◆ Instruction 1
In the debate transcript, rewrite the passage from "My hon. Friend has" up to and including "in other countries.", replacing "suspicion" with "doubt".
◆ Instruction 2
According to the debate transcript, how many jobs have been lost in farming in the past couple of years?

◆ Reading text
"""
My hon. Friend is right. Cereals for feed, especially in an area such as Scotland, might be the commodities most taken out of production. As we understand the Commission's proposals, the amount of support from FEOGA for more marginal land — the land to which presumably the Government will be giving lower grants—will be at a higher level than the more productive land, for which the Government will be giving higher grants.
My hon. Friend mentioned fraud. It seems to me that people can go on television and confess to the most astonishing frauds without any action being taken. That may be common in Britain, but it is even more frequent abroad. What does my hon. Friend have to say about member state Governments who do not implement arrangements that they are obliged to implement under the EEC regulations? For example, the Italian Government have not introduced milk quotas.
My hon. Friend has raised a point with which both sides of the House sympathise, and which worries many of us. We are concerned that the British Government and British farmers adhere to these agreements. Certainly, there is a suspicion—I choose my words fairly carefully—that that is not always the case in other countries.
The domestic scene is very depressing. In real terms, farming is at the second lowest level since the end of the war. Twenty thousand jobs have been lost in the past couple of years, and investment in plant, machinery and vehicles is at a post-war low. That is not a very happy state of affairs, and we believe that the time is now right for the Minister to give a lead.
We are especially critical of the Government's handling of research and development. We know that they have already made considerable cuts, and we also know that the Ministry is now carrying out a thorough review of its research and development, with a view to indentifying areas of research that can be funded by the industry rather than with public money. The technical term, I believe, is "near market research". That research has been hurried through behind closed doors, with no formal consultations, and to those concerned there seems to be no clear definition of the objective. However, the Opposition are quite clear. A time when the farming industry is in a state of crisis is entirely the wrong time to start cutting down on research and development and on advice services. I hope that the Minister will think again.
The debate has largely centred—and, I am sure, will continue to do so—on the recent Brussels summit. The agreement reached there, as one eminent agricultural journalist has written,
is remarkable for the number of concessions made by the British to the Franco-German position on the agricultural section of the package.
The Minister attacked us earlier for being too specific, but I hope that I have raised a number of specific points. He also criticised us for not seeing the issue as a whole. What has annoyed Opposition Members so much is that the Prime Minister had the chance of a decade to obtain a fundamental and far-reaching reform of the CAP. That would have been of long-term benefit to the British people—farmers and consumers—to the people of the Third world, who will now have food dumped on them in a glut, and, of course, to the European Community. The Prime Minister went to Brussels proclaiming her intention of imposing absolute financial limits on agriculture, but, as we know, her nerve broke. Now, tragically, the CAP will trundle on and on.
"""
(Stored data)
"""
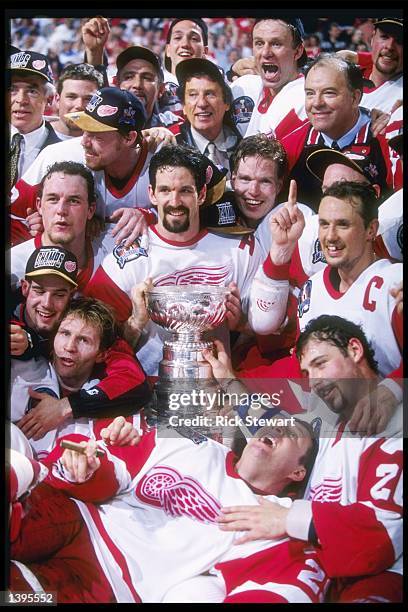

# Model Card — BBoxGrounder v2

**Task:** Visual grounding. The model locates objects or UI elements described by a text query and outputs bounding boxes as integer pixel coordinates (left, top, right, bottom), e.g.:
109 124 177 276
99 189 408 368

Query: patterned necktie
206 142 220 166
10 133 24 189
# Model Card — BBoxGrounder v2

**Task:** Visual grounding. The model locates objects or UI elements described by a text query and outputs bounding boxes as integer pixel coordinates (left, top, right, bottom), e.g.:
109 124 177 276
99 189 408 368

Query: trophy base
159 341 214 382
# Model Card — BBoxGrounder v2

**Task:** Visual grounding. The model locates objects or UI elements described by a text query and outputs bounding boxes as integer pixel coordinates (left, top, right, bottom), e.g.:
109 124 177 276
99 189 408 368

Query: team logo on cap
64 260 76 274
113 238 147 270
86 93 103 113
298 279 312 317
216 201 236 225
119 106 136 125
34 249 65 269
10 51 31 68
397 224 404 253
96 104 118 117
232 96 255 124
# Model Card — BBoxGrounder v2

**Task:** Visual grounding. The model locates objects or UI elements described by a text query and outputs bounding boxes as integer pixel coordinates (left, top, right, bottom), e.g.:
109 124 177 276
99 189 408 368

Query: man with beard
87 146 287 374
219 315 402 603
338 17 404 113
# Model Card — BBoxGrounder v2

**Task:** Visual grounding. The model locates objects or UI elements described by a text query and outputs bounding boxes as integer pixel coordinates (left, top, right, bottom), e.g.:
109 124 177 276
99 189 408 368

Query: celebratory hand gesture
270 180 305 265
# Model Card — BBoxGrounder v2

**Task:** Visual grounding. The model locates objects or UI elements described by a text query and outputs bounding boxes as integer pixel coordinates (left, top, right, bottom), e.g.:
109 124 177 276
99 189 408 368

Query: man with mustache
"""
◆ Full solution 1
My hon. Friend has raised a point with which both sides of the House sympathise, and which worries many of us. We are concerned that the British Government and British farmers adhere to these agreements. Certainly, there is a doubt—I choose my words fairly carefully—that that is not always the case in other countries.

◆ Full solution 2
Twenty thousand jobs.